§ EXERCISE MATERIALS

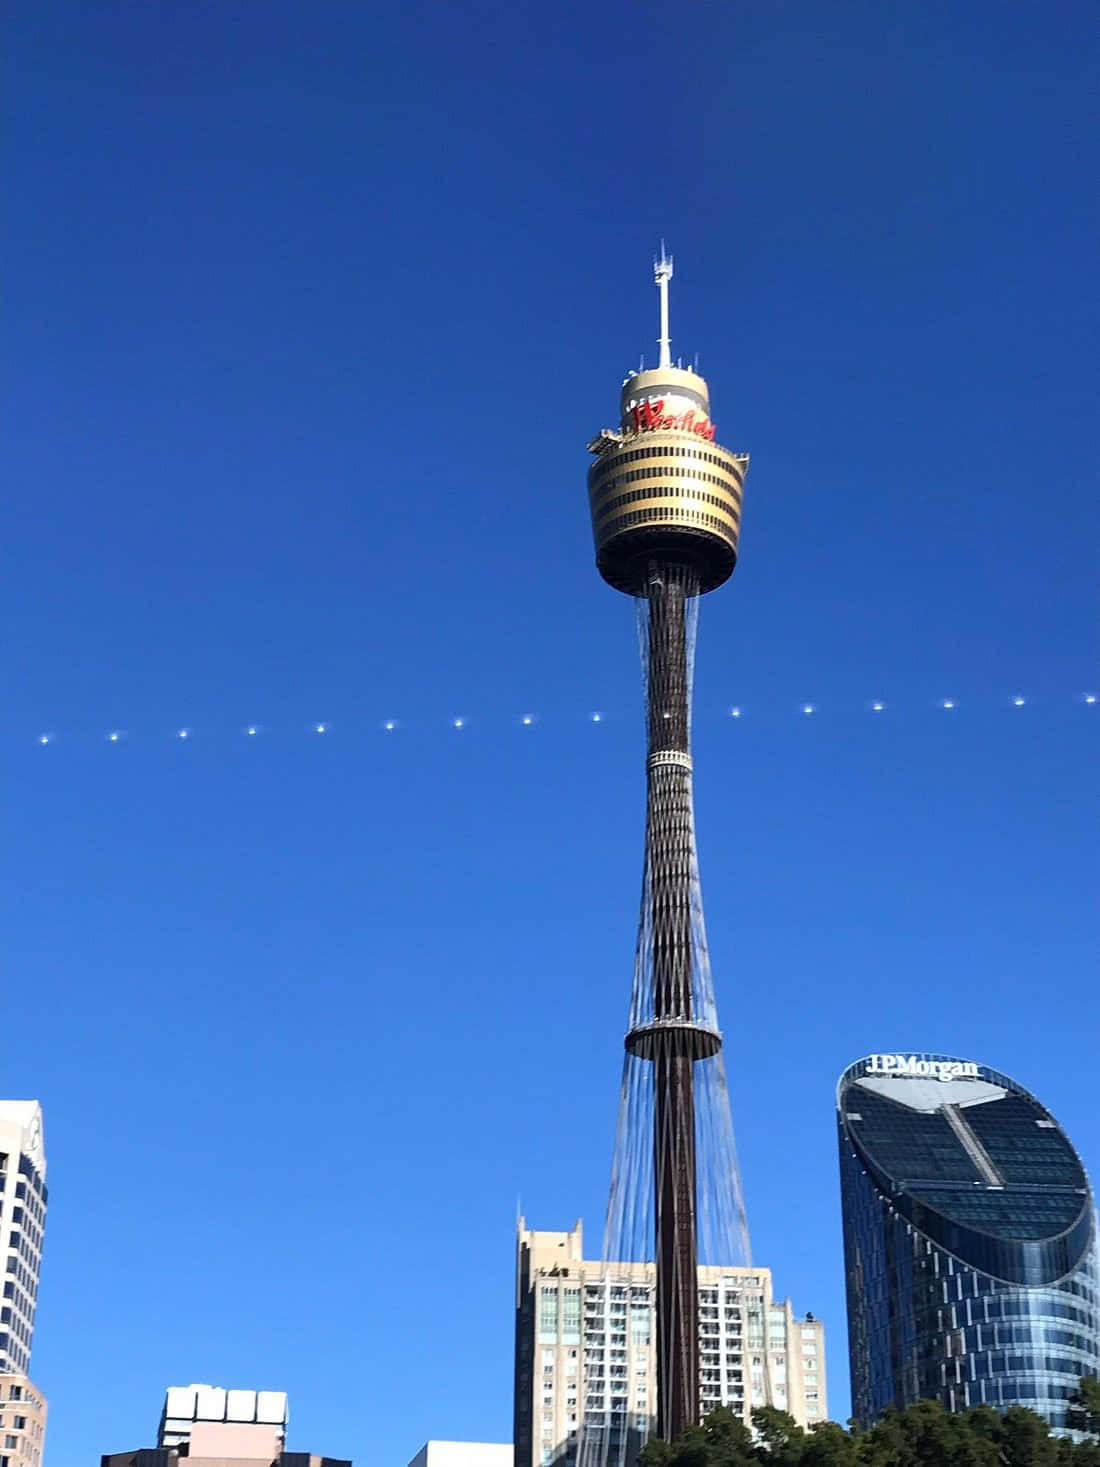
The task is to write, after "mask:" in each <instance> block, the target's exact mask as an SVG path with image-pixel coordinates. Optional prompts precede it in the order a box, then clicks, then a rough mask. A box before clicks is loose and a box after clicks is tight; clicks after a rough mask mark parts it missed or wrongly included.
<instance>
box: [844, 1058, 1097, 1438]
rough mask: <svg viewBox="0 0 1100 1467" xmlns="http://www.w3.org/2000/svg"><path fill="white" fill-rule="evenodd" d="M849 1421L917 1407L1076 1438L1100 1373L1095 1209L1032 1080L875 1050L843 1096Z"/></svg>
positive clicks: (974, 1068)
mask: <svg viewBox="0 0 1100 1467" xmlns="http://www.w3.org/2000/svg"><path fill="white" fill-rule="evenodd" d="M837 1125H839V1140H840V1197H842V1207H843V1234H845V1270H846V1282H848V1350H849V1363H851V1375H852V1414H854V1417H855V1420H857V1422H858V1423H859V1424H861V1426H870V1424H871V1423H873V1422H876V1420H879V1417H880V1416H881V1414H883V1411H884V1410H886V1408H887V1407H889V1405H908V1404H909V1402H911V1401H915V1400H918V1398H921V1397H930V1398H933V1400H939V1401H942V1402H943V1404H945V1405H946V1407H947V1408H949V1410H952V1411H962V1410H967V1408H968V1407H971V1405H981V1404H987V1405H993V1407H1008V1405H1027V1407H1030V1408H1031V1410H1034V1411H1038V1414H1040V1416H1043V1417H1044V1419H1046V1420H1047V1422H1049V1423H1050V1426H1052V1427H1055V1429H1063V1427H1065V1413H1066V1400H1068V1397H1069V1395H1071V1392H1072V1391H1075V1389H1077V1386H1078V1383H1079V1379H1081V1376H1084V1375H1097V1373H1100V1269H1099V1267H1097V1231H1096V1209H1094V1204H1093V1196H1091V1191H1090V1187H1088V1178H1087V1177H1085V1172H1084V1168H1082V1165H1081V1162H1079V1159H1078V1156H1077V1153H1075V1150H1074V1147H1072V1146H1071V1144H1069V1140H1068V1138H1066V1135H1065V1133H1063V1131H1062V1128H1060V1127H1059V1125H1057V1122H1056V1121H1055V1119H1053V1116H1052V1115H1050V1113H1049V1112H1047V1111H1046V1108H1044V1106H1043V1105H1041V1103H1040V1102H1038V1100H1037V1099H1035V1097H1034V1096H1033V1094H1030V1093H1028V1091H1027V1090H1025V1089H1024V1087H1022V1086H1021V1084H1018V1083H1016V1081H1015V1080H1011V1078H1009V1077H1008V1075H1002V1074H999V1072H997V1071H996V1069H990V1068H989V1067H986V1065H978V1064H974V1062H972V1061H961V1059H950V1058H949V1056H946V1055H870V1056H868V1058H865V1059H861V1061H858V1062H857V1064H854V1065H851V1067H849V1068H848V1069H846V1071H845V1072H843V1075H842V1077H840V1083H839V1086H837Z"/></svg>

* * *

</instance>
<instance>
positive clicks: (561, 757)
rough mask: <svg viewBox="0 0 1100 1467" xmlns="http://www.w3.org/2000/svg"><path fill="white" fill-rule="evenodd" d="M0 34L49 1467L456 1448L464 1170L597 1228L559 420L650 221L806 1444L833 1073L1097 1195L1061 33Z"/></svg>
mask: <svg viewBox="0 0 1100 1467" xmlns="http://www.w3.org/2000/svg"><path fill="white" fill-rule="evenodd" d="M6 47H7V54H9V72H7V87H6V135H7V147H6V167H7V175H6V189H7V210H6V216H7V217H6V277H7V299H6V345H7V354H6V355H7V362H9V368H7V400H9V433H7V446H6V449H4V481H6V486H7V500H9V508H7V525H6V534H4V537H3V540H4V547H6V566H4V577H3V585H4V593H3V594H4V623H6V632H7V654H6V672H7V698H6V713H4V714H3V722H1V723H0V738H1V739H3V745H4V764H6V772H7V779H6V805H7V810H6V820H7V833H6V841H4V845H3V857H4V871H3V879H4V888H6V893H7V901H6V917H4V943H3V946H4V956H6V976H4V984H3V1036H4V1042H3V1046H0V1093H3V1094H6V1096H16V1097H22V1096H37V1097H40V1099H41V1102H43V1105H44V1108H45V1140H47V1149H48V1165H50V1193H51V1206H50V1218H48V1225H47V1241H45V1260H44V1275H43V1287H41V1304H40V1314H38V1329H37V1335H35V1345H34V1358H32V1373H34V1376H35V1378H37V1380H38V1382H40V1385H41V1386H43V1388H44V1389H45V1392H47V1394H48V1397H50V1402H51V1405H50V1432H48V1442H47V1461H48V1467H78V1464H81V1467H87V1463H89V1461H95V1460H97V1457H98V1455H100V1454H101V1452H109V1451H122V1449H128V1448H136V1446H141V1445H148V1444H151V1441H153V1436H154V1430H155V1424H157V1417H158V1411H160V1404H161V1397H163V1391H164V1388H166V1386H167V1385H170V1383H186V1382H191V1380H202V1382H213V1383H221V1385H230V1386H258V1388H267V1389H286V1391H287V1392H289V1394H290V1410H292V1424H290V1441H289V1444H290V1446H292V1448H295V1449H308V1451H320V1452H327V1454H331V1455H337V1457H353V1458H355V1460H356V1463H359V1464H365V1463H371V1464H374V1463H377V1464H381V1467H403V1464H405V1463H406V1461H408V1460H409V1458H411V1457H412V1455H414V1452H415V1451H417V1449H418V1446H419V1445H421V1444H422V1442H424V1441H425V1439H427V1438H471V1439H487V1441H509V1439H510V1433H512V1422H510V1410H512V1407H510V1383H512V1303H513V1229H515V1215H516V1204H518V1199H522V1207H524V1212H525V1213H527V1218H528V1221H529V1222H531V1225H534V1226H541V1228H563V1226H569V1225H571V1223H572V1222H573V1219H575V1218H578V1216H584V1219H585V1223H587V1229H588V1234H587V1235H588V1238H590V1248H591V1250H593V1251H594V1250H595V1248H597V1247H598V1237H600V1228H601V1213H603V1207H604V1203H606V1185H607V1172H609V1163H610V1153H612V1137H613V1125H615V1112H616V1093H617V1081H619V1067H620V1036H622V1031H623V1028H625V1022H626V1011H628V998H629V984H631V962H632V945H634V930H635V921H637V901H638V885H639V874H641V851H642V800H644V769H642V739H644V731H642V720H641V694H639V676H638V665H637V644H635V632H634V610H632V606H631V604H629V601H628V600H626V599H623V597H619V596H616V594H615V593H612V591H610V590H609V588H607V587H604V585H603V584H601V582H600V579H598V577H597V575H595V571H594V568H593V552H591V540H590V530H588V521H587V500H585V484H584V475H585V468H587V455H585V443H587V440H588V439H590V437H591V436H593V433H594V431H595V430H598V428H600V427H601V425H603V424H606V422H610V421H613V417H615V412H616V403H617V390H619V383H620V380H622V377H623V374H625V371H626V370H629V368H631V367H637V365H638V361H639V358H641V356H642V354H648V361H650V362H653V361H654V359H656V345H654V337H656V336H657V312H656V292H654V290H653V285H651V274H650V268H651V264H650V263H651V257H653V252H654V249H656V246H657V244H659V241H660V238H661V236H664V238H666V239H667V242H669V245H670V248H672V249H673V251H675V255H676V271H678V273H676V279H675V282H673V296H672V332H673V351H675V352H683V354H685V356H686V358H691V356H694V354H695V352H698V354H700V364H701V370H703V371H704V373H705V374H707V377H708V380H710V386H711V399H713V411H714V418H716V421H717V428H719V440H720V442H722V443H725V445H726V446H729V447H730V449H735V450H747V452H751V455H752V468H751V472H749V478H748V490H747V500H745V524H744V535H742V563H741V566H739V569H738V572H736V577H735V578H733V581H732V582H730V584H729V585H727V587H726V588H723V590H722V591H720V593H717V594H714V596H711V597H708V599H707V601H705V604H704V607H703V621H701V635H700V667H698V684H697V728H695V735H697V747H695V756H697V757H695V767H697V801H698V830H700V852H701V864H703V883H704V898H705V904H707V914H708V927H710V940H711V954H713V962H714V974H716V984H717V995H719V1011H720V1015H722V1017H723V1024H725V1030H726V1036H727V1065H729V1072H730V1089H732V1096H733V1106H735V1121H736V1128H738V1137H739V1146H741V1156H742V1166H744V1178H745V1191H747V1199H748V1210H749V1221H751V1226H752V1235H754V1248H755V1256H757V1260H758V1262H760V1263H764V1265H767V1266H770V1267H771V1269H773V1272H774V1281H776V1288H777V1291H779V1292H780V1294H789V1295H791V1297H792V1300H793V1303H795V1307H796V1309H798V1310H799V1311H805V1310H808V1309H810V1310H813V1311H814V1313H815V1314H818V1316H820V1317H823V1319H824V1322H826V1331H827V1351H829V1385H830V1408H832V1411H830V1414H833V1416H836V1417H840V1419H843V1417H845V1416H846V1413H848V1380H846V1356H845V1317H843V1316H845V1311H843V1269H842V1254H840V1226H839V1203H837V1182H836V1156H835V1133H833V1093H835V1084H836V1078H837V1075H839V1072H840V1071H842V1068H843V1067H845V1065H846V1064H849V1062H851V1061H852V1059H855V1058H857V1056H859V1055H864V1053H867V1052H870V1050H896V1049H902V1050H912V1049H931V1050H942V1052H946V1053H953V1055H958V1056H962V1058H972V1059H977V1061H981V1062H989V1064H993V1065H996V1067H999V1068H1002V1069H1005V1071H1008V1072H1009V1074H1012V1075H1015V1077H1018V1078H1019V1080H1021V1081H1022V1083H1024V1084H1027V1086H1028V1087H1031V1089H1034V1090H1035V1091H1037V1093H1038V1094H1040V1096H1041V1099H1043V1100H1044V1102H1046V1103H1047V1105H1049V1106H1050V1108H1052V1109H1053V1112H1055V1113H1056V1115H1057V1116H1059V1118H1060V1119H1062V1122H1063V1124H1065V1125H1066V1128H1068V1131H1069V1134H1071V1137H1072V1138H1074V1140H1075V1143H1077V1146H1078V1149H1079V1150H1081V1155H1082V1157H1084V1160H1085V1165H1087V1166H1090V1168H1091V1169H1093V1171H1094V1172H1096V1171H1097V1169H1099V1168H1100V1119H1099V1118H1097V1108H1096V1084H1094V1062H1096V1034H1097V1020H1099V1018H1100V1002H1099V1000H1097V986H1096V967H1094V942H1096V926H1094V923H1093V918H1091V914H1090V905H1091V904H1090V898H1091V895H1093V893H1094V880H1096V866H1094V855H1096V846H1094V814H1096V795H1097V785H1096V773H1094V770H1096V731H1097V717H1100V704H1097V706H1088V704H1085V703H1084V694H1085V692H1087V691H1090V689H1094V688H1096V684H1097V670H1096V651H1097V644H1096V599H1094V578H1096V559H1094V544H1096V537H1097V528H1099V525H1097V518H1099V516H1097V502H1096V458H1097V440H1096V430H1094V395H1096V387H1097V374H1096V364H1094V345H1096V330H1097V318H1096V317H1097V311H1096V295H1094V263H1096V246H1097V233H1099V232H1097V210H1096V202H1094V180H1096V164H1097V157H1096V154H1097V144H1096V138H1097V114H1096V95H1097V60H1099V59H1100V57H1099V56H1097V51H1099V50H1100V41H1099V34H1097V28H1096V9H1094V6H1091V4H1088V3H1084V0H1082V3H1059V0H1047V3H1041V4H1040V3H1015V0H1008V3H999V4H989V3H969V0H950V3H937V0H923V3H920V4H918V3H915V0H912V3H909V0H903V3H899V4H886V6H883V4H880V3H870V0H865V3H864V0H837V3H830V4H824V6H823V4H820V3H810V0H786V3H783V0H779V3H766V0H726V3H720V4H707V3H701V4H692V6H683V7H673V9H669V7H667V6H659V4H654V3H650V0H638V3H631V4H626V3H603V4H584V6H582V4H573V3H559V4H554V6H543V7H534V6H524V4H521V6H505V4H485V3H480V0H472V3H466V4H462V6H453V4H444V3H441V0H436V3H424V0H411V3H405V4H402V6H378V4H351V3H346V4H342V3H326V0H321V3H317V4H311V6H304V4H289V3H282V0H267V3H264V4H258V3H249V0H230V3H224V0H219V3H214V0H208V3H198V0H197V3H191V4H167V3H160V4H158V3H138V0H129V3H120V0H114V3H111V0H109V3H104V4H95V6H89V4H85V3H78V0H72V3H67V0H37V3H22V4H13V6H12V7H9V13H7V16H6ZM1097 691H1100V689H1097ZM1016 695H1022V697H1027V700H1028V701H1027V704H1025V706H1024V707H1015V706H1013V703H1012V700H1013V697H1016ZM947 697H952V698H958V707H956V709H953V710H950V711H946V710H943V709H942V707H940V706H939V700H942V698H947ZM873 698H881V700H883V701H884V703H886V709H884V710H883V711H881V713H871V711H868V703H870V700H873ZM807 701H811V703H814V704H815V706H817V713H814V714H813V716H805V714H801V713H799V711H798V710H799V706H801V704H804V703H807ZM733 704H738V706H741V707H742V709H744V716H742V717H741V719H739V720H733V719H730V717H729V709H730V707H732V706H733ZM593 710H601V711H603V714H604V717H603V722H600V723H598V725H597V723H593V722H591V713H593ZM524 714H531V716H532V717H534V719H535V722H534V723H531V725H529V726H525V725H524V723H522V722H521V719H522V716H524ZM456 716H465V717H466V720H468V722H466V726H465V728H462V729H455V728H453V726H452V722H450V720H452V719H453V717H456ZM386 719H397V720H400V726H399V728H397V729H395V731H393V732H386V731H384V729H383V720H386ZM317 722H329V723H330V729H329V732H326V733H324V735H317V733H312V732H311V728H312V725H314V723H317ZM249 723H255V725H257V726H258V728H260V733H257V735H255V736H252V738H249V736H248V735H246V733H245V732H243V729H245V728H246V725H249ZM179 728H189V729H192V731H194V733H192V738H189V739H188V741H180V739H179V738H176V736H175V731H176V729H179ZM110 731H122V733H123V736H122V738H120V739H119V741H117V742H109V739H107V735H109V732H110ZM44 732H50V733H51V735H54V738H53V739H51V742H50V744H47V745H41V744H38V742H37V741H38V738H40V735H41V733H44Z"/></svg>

==

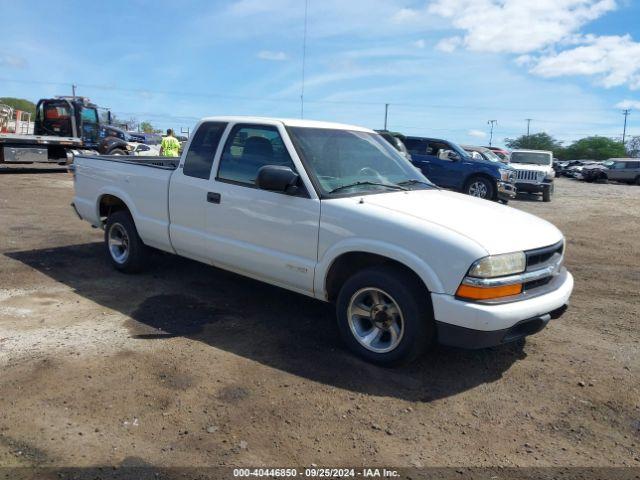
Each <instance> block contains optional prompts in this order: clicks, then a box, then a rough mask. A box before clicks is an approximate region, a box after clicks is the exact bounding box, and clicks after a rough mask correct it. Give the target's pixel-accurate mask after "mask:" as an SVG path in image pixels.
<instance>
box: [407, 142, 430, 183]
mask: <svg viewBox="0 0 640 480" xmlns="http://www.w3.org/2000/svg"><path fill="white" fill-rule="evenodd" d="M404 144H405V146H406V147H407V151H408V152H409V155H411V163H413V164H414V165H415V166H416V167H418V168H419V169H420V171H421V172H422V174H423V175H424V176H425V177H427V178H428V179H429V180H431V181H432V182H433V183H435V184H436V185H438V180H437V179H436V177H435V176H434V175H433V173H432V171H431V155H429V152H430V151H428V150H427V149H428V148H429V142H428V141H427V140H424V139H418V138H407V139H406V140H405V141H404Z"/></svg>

§ WHAT TO WORK ON
Your answer should consist of every line from the entries that holds "exact".

§ WRITTEN REPLY
The task is to write, after "mask:" in each <instance> block, the target's exact mask as an SVG path with image-pixel coordinates. Optional prompts precede it in the order a box, then clicks, then a rough mask. A box before clicks is loose and a box after clicks is tight; clicks after a rough mask mark parts it missed or wrongly included.
Each <instance> block contains optional prompts in this order: clicks, then a box, then a rough mask. A box before clicks is an approximate region, a box after clicks is the exact bounding box, and clicks after a rough mask correct it. Give the target's pixel-accurate mask after "mask:" as an SVG path in image pixels.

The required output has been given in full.